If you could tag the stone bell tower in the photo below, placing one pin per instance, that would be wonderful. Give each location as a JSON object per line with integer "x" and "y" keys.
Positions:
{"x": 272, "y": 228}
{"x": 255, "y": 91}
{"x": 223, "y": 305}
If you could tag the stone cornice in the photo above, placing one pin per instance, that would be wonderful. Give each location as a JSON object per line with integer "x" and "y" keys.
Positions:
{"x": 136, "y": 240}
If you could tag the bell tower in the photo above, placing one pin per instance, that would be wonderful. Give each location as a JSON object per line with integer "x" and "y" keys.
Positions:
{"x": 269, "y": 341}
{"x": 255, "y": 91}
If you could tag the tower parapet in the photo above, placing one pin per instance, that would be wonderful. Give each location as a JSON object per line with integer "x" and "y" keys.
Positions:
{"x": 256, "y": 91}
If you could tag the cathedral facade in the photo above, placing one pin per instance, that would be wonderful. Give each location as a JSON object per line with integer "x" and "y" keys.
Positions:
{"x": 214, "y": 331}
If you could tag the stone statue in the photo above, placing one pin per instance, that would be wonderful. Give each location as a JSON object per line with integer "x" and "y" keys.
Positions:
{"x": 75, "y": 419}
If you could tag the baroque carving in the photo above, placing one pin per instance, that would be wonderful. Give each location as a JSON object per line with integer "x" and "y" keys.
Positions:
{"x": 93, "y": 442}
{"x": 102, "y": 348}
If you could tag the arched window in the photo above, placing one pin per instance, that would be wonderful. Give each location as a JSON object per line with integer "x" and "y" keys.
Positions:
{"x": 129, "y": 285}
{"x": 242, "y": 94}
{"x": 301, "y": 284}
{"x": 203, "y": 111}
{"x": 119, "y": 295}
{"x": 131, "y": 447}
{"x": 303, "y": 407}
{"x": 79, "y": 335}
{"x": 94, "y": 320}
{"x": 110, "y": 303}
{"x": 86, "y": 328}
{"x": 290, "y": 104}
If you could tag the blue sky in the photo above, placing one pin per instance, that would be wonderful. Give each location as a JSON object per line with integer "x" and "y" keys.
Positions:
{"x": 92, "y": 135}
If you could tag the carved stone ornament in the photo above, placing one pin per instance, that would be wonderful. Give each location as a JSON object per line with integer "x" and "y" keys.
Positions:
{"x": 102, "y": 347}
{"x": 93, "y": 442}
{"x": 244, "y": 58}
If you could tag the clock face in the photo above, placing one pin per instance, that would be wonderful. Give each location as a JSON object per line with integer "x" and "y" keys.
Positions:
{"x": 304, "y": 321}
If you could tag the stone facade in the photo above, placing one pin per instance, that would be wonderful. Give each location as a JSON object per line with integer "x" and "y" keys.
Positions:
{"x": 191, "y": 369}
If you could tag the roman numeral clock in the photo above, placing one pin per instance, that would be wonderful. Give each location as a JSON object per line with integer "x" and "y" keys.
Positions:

---

> _TASK BRIEF_
Reproduce every line above verbatim, from the first through the last, without any alteration.

> _CORRECT RESPONSE_
If you could tag the stone bell tower in the photo below, placing one pin per instance, that would be wonderful. Give each location as a JSON object per line with integer "x" and "y" keys.
Positions:
{"x": 272, "y": 228}
{"x": 255, "y": 91}
{"x": 223, "y": 305}
If you could tag the stone cornice in the photo above, placing one pin per instance, that would be wonderful. Give each location as a JSON object per line with integer "x" and "y" keys.
Positions:
{"x": 136, "y": 240}
If you could tag the bell tower in the photo above, placing one pin per instance, that would be wonderful. Give each location as a JSON object per line with integer "x" and "y" keys.
Positions:
{"x": 269, "y": 341}
{"x": 255, "y": 91}
If you could tag the tower parapet in the photo above, placing one pin per instance, that would be wonderful. Give each location as a JSON object per line with integer "x" and "y" keys.
Positions:
{"x": 256, "y": 91}
If you could tag the cathedral facade in the photo above, placing one pin per instance, that would be wonderful. Give each location as a JSON object per line with integer "x" and "y" keys.
Positions:
{"x": 214, "y": 331}
If you could tag the stone statue in the photo above, placing one pin per instance, that would be wonderful. Give each location as a JSON object per line with integer "x" and "y" keys.
Positions:
{"x": 75, "y": 419}
If you could tag the baroque carving in the photo above, placing one pin per instance, that would be wonderful. Give each location as a JSON object per line with integer "x" and "y" keys.
Positions:
{"x": 93, "y": 442}
{"x": 102, "y": 348}
If you could tag the arched window in the photo above, placing one pin per instance, that would be wonderful. Give each location as a JSON object per line with integer "x" and "y" keys.
Positions:
{"x": 129, "y": 285}
{"x": 242, "y": 94}
{"x": 301, "y": 284}
{"x": 203, "y": 111}
{"x": 119, "y": 295}
{"x": 131, "y": 447}
{"x": 303, "y": 407}
{"x": 79, "y": 335}
{"x": 94, "y": 320}
{"x": 110, "y": 303}
{"x": 86, "y": 328}
{"x": 290, "y": 104}
If you could tag the blue sky in the photo above, placing one pin per instance, that would be wonderful. Give each location as a JSON object per line with integer "x" and "y" keys.
Positions:
{"x": 92, "y": 135}
If you could tag the carved stone ornament in the photo above, placing one pin per instance, that would be wonderful. Give each location as a JSON object per line with integer "x" and "y" keys.
Positions:
{"x": 102, "y": 347}
{"x": 93, "y": 442}
{"x": 244, "y": 58}
If you could tag the clock face in the photo above, placing one pin per instance, that would be wonderful. Give each location as a JSON object per line with integer "x" and "y" keys.
Positions:
{"x": 304, "y": 321}
If you could tag the stone facade in the photo above, placing one pin per instance, that would be wonderful. Give each location as a JSON object per line with integer "x" and "y" keys.
Positions:
{"x": 191, "y": 369}
If you could tag the roman numeral clock in the photo above, placing one pin per instance, that would be wonderful. Give each location as a JSON object per line with integer "x" and "y" keys.
Positions:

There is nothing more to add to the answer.